- Data for review -

══════════

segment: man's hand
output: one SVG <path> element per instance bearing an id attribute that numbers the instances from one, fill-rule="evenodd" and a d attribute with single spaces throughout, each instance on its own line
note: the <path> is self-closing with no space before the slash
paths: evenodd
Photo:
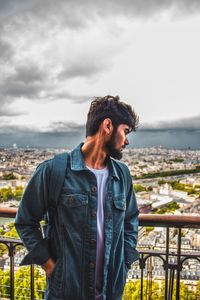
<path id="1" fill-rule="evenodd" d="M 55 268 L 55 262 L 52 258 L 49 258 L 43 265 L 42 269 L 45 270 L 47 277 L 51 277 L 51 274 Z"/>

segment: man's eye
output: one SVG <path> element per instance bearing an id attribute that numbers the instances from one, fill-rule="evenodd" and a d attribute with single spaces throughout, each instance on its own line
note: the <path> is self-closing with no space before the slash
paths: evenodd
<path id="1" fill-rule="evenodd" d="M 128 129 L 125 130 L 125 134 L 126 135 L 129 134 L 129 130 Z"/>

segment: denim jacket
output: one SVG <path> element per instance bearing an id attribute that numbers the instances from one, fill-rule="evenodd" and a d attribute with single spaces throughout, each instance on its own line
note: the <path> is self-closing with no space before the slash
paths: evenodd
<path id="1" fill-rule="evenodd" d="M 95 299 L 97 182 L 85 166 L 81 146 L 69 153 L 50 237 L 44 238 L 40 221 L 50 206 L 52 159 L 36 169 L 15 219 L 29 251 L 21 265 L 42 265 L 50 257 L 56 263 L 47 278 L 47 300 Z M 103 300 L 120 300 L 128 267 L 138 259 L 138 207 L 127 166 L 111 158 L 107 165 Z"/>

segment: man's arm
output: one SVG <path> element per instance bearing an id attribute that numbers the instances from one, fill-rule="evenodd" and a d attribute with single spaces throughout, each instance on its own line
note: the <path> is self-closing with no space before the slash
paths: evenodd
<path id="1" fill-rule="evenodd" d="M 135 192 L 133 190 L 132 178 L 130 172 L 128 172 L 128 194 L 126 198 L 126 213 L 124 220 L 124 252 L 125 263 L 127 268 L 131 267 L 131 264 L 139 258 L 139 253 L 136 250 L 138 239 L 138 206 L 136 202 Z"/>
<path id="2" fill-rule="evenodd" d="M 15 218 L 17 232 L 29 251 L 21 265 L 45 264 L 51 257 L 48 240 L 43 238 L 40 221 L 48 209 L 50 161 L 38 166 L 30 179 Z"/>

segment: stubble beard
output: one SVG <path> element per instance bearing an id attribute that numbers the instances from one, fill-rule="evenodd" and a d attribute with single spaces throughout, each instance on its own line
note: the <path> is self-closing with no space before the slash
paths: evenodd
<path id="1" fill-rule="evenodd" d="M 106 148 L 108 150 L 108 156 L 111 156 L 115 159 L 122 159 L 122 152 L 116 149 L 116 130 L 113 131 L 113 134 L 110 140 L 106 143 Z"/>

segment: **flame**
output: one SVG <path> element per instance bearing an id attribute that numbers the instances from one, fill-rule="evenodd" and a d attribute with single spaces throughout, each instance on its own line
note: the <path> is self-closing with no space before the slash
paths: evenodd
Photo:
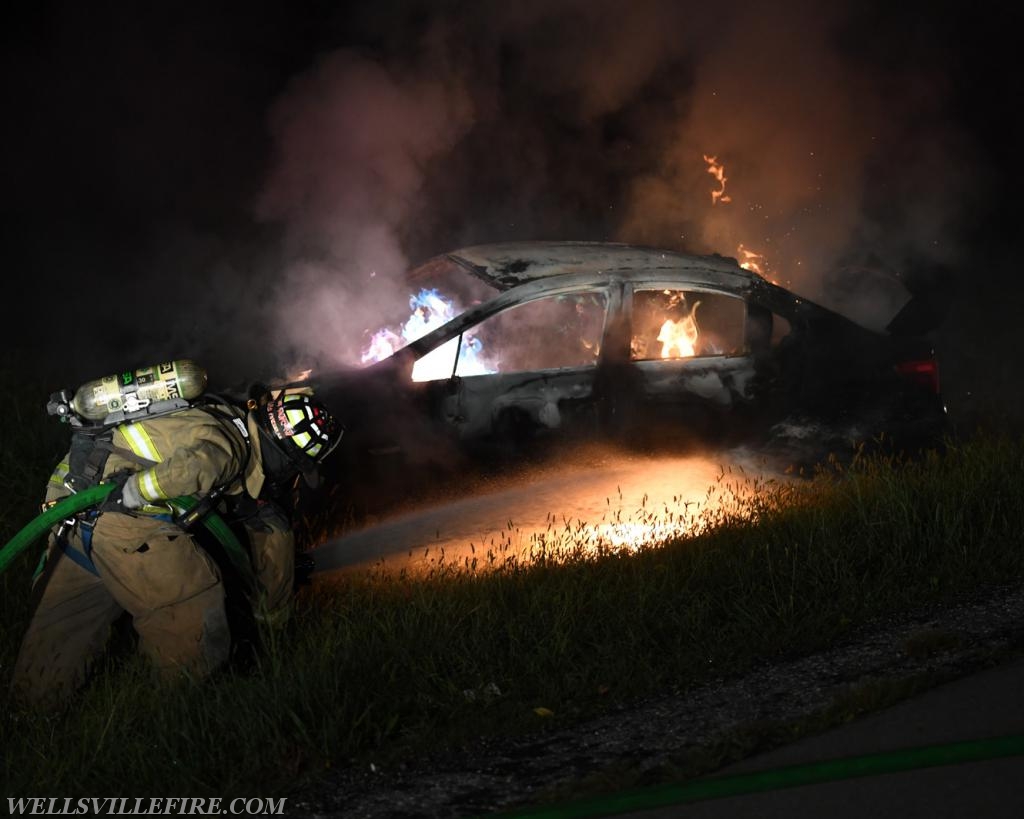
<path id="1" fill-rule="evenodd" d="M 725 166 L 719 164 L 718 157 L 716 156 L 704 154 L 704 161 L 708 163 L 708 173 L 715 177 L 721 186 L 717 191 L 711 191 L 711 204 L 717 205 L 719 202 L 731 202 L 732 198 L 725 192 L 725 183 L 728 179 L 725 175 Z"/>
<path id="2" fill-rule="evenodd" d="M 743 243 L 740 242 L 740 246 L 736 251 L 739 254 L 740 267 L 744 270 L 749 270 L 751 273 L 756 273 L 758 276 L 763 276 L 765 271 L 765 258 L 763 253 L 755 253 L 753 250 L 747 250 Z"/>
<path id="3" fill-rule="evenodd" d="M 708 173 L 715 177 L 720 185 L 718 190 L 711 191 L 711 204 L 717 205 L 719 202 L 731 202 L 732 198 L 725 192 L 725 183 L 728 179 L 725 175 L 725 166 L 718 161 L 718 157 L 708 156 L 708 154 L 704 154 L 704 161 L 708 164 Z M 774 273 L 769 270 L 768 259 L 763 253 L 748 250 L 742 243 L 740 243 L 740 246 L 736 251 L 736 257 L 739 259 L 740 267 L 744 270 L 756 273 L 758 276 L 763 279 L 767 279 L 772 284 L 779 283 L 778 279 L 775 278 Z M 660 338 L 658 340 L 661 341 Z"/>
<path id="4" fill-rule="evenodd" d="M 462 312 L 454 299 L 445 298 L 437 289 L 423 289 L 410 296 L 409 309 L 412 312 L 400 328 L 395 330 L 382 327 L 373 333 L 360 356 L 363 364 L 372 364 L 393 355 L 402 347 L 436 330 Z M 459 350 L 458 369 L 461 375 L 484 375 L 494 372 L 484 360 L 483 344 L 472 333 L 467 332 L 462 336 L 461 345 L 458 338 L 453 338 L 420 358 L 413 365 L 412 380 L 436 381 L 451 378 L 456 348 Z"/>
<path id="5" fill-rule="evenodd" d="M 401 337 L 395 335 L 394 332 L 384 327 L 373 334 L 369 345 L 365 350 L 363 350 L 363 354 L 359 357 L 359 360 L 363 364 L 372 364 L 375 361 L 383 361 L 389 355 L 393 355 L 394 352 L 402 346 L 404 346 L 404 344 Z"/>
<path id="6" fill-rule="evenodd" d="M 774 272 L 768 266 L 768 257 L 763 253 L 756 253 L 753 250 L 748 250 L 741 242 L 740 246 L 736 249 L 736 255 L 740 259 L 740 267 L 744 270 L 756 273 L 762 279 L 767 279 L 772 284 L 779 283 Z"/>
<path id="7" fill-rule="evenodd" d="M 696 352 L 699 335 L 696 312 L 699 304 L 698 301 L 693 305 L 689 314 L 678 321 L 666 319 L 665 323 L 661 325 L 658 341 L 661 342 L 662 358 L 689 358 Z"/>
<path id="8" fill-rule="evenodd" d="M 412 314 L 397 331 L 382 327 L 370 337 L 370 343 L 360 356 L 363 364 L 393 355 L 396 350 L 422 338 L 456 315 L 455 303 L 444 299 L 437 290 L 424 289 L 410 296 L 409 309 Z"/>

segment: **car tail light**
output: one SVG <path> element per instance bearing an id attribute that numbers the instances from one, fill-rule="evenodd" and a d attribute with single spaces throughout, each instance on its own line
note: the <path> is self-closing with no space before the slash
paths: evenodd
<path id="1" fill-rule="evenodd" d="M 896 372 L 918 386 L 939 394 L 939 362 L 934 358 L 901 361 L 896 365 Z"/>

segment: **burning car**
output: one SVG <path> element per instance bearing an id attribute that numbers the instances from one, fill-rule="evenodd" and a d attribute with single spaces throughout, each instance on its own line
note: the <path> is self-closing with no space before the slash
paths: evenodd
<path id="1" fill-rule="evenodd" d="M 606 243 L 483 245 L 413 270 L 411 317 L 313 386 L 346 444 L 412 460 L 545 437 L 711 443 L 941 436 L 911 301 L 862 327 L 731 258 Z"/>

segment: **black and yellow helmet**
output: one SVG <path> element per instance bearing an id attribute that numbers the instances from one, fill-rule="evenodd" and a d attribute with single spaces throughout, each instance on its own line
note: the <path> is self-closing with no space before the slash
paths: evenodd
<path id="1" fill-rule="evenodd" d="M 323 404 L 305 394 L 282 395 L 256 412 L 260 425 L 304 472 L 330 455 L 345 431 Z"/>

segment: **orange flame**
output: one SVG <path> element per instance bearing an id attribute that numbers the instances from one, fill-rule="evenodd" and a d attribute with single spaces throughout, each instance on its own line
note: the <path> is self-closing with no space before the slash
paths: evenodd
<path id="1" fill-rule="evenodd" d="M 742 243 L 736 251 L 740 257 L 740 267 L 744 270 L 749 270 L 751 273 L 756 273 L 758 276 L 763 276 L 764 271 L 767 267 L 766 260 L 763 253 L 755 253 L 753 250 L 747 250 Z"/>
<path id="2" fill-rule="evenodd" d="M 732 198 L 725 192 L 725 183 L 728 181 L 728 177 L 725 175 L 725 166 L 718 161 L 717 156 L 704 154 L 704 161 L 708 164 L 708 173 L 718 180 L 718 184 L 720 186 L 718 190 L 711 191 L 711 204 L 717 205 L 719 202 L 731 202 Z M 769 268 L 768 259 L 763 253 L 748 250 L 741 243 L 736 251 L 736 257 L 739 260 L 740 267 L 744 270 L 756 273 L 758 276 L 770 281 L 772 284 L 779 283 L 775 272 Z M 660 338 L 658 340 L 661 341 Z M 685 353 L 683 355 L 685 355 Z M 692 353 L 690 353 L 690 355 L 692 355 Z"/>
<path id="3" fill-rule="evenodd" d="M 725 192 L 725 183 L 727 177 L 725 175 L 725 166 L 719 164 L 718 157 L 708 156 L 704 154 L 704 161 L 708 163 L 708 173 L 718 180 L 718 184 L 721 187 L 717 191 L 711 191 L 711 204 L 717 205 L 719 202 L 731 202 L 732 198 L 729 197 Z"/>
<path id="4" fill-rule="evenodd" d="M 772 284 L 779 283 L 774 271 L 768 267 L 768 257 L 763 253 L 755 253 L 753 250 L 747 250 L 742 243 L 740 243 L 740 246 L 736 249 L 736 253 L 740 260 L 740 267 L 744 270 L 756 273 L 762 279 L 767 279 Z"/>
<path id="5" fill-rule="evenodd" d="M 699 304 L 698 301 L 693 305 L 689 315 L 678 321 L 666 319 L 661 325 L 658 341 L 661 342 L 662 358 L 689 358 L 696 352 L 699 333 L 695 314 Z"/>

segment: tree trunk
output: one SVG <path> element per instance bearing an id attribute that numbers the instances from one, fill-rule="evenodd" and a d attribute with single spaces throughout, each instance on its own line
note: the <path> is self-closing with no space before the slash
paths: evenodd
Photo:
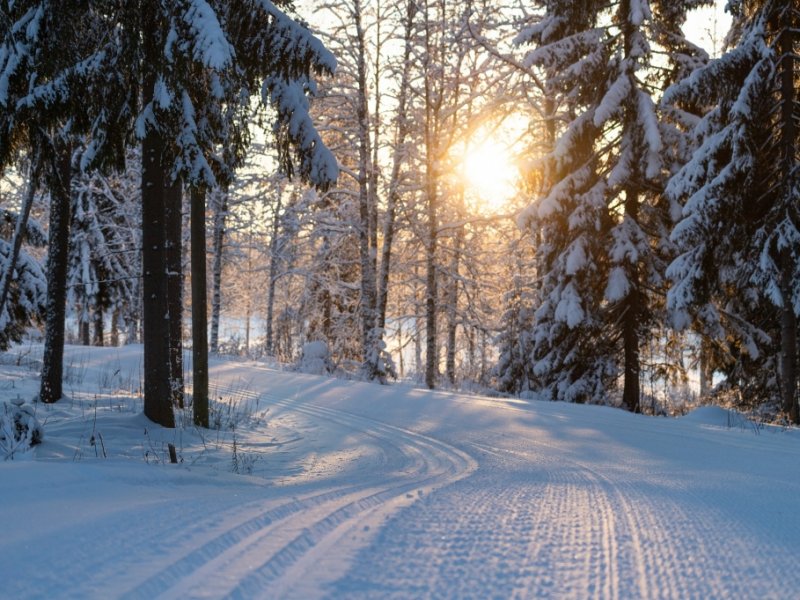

══════════

- Exercise requirements -
Using the listing above, work out how many lines include the word "flame", and report that number alone.

- Output of the exercise -
2